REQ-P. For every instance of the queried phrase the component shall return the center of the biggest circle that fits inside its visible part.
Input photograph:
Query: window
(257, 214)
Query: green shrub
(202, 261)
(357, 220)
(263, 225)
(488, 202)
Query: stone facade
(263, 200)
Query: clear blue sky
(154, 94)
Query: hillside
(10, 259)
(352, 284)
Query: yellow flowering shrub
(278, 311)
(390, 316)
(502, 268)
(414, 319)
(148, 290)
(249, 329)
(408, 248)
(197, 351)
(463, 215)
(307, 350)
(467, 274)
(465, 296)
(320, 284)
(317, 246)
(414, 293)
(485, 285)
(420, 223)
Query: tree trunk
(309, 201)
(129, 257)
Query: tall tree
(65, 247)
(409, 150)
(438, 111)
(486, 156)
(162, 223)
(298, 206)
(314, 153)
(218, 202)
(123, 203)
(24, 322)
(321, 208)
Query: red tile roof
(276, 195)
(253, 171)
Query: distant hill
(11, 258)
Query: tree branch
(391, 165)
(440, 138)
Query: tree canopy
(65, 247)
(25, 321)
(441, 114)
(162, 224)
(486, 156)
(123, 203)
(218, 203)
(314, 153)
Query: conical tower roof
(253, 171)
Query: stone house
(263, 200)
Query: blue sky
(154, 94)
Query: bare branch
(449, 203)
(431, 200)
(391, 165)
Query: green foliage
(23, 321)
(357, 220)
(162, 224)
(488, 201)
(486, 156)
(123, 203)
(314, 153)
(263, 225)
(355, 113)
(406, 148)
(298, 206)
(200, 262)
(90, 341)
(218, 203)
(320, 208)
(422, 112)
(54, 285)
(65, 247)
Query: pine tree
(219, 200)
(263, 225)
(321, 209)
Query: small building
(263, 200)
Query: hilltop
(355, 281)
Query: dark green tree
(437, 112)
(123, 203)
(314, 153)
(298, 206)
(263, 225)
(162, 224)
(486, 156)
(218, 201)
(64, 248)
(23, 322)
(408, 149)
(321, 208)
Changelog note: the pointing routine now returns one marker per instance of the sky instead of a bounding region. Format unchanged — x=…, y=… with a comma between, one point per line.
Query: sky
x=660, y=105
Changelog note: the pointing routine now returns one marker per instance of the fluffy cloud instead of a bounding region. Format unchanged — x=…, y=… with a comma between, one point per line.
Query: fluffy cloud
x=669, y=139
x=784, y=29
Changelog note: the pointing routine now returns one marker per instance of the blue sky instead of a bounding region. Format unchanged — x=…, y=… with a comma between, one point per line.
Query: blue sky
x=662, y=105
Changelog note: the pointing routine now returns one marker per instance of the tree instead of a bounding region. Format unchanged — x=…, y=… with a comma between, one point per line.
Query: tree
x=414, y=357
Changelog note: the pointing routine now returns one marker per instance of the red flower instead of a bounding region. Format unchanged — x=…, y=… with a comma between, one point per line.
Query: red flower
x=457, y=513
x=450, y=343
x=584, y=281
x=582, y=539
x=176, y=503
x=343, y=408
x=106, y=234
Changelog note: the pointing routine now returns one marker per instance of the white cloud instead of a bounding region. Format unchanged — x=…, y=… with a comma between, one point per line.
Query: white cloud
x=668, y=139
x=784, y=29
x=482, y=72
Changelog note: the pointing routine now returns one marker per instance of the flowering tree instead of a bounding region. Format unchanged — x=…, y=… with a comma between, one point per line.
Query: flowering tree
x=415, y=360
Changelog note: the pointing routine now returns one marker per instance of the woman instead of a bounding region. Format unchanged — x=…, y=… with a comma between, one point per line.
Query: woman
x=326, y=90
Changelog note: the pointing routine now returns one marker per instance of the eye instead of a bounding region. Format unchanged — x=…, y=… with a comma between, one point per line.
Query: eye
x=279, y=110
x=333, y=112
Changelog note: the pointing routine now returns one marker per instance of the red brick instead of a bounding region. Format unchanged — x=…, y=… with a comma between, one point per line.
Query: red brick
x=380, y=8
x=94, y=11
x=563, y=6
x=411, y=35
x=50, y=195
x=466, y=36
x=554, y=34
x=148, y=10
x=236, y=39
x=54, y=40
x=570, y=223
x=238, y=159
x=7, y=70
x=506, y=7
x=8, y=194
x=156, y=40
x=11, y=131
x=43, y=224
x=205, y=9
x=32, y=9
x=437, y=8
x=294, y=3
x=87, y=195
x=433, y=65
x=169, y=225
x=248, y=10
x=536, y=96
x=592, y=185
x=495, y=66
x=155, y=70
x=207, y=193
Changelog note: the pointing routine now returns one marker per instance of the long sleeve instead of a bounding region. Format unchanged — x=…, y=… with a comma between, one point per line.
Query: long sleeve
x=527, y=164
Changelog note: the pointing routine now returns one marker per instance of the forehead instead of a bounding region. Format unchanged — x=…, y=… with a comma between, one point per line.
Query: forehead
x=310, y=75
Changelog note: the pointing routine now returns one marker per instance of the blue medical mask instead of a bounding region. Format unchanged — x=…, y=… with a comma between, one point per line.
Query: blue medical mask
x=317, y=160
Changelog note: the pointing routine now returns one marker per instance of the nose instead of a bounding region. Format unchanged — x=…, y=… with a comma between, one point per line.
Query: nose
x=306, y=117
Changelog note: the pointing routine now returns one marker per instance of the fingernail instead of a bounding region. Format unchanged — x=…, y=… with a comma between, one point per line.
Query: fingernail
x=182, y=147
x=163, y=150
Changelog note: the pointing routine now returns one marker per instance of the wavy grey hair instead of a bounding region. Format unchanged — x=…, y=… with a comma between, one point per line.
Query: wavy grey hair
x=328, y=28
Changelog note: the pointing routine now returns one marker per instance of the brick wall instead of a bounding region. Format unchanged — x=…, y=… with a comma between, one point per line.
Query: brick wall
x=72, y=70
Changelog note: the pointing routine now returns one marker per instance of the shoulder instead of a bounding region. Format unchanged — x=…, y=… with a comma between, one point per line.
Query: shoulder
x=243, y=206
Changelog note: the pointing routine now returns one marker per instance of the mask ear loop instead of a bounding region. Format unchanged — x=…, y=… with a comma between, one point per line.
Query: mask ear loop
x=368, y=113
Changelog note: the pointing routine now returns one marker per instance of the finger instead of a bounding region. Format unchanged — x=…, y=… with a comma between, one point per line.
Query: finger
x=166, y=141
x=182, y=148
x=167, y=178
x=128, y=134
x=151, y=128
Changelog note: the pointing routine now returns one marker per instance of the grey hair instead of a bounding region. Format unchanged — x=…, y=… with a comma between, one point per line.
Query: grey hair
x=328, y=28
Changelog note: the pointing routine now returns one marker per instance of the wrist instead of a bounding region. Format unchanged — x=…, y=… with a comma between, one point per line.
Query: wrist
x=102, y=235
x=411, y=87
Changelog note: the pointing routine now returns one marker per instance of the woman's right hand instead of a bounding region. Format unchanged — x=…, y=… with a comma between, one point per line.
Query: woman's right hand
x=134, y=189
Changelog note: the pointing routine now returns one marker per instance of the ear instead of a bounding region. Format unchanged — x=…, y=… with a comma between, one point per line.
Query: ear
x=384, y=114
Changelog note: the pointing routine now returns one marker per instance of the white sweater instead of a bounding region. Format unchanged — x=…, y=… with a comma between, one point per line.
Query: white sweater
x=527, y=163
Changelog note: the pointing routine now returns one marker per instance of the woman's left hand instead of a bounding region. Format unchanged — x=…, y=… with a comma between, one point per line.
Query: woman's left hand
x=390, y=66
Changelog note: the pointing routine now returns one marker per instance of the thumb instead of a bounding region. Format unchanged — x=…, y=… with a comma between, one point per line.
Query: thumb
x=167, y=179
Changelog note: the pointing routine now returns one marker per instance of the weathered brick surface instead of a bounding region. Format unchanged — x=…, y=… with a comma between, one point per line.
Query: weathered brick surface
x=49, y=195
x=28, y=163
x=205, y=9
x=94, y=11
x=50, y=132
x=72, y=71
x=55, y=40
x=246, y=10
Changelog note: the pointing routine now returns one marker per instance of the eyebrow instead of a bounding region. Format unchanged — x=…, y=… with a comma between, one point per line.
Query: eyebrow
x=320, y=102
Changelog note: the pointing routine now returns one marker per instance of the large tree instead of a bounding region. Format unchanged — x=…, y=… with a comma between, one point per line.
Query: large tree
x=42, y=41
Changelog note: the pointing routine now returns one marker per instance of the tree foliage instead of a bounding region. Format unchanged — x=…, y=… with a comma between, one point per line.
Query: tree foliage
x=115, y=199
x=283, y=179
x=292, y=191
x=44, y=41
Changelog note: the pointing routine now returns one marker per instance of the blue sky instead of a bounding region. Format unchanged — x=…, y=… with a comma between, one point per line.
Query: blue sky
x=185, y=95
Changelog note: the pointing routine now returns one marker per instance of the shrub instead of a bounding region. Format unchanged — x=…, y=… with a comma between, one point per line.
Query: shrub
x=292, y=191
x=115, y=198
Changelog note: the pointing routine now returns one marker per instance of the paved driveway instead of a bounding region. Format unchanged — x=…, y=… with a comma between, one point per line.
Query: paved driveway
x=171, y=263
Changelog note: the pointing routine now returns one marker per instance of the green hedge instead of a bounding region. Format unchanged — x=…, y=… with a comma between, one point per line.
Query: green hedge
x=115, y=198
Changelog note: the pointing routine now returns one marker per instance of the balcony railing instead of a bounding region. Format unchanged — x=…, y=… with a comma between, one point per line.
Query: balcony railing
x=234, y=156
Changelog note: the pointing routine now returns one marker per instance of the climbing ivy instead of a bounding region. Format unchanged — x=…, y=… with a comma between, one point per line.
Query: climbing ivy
● ● ● ●
Whenever a line of the data contains "climbing", it counts; state how many such lines there are, with nothing added.

2